Instructions for the task -> Please rewrite only the lines starting at the line containing "Task: set a pin on each instance of the dirt" and ending at the line containing "point(434, 167)", keeping every line of the items intact. Shift each x and y coordinate in the answer points by adding 7.

Material ->
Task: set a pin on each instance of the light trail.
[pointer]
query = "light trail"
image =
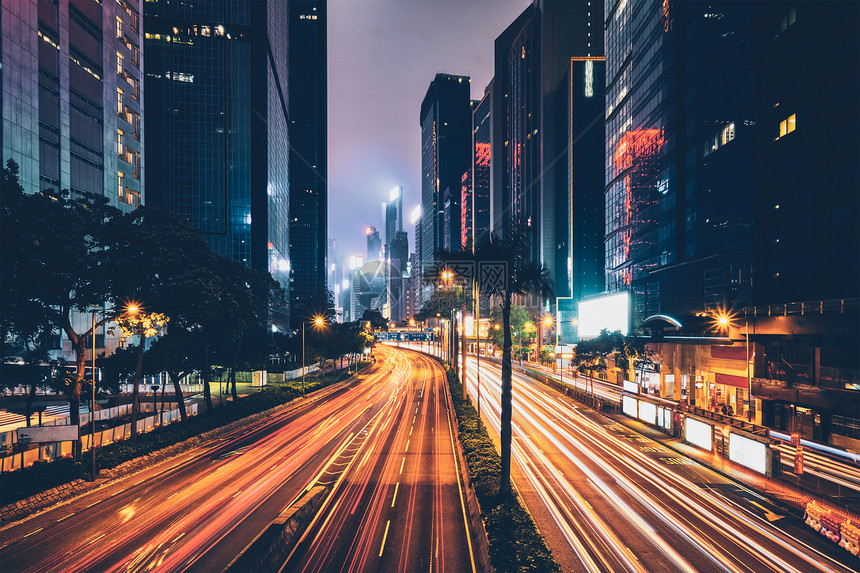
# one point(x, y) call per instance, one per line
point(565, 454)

---

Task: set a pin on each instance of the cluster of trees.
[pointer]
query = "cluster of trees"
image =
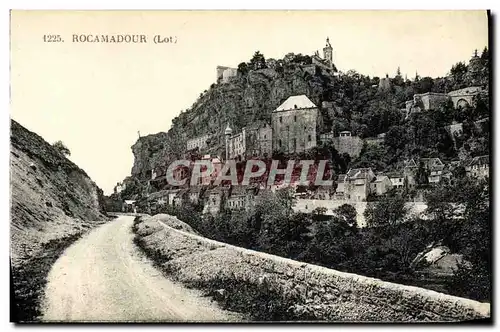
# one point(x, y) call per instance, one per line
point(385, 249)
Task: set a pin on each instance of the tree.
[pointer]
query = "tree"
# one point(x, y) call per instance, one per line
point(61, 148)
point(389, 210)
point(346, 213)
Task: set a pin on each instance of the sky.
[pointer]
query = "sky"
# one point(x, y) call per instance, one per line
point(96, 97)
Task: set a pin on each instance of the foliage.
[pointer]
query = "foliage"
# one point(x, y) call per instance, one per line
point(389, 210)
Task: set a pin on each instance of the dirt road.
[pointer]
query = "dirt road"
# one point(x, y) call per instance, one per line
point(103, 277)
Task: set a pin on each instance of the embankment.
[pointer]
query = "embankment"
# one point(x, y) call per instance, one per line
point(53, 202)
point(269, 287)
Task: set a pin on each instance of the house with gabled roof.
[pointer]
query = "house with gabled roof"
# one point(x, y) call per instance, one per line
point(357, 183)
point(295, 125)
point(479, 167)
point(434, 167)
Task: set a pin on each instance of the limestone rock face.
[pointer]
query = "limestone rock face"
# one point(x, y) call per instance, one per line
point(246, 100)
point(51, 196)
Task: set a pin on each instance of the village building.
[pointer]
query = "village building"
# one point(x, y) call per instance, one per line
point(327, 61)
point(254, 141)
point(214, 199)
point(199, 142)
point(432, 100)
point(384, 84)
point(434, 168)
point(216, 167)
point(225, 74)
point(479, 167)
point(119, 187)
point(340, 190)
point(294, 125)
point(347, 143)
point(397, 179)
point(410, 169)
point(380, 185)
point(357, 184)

The reply ->
Task: set a pin on each instance of the dirt road.
[pointer]
query = "dirt road"
# one point(x, y) call per instance, one per line
point(110, 284)
Task: set a pin on each instance of the embankment.
[pointer]
query = "embankment"
# one point(x, y) call per instance, one per line
point(60, 209)
point(276, 294)
Task: set a pin on each instance of the house with gabled roof.
[pointer]
query = "house with gabled roof"
# one point(x, y) call per instance, one per line
point(364, 190)
point(302, 132)
point(486, 174)
point(441, 174)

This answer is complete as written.